* [TASK OBJECTIVE] Count the lines in the records below that contain the string "window", where capital and small letters must match. Reply with the number only.

_ _ _ _ _ _ _

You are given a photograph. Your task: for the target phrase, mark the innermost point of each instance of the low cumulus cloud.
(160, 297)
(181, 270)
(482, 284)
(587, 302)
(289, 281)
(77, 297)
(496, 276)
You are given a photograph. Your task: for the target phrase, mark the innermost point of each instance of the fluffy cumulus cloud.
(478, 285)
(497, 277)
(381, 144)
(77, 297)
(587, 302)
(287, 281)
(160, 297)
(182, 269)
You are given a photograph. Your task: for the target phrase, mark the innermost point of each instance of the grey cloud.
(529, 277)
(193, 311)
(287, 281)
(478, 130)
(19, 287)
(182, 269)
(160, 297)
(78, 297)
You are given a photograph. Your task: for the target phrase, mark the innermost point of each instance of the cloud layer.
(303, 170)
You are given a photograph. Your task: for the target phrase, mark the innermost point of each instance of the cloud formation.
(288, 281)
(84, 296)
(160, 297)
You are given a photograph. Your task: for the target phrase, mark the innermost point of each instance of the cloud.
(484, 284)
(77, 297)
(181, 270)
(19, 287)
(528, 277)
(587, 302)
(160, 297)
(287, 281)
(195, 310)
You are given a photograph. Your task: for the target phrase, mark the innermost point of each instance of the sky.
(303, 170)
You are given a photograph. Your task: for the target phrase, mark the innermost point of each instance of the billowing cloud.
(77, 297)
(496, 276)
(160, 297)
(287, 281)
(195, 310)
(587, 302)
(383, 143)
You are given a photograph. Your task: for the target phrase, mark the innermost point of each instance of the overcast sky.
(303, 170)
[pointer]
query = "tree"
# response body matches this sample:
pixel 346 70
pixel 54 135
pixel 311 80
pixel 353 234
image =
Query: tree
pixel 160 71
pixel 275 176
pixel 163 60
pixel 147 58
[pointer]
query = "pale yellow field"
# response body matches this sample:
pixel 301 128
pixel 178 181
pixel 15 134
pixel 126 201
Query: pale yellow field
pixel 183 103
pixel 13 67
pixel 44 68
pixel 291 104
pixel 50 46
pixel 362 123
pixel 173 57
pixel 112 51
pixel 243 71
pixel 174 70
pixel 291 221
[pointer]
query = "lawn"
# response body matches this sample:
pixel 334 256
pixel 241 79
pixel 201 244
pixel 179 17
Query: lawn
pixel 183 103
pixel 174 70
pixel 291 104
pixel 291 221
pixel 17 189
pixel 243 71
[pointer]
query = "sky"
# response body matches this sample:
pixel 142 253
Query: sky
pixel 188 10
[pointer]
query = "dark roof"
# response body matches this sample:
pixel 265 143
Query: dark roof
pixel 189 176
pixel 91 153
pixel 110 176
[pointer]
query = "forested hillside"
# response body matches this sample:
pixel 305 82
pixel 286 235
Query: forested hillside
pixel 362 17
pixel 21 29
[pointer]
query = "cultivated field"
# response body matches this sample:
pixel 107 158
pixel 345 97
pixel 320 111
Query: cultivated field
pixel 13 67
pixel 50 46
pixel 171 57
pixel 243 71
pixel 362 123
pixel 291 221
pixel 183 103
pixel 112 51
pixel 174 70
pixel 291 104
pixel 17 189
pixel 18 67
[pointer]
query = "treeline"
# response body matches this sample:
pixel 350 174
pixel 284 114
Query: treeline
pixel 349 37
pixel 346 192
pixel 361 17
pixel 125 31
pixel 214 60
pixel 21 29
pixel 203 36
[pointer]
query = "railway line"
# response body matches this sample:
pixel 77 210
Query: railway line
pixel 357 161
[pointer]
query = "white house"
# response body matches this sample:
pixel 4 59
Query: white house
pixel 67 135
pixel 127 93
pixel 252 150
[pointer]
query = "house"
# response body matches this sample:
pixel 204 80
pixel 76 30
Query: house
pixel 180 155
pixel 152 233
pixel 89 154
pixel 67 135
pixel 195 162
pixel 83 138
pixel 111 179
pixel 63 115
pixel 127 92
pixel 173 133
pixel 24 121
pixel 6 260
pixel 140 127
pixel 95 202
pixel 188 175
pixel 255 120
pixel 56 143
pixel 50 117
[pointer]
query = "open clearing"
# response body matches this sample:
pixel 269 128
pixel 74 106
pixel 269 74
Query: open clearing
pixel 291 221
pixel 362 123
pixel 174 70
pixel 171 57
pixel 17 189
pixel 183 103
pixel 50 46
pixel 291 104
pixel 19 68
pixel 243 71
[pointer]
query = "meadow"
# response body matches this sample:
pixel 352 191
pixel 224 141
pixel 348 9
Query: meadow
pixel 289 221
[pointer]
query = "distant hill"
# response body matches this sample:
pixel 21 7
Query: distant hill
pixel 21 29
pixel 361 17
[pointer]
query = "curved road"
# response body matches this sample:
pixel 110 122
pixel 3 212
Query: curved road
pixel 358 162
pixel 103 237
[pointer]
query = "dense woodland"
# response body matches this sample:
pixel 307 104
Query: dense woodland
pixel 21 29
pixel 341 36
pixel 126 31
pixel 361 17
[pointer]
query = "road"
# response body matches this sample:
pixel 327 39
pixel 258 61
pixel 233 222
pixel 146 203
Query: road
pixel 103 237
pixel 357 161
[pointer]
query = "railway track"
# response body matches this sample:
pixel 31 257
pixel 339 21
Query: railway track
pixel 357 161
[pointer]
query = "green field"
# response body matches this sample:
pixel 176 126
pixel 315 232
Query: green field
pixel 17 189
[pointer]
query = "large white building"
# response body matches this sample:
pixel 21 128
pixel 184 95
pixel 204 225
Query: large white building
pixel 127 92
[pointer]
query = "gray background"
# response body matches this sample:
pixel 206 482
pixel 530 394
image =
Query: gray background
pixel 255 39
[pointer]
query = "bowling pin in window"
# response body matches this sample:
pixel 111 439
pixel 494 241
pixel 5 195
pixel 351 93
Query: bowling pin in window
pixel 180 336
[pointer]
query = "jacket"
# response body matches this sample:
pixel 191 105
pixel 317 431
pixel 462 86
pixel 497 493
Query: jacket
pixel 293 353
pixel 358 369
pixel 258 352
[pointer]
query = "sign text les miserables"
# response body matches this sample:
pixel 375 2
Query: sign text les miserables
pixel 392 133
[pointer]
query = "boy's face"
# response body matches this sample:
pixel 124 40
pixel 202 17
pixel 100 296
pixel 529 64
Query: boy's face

_ _ _ _ _ _ _

* [THE RESULT] 2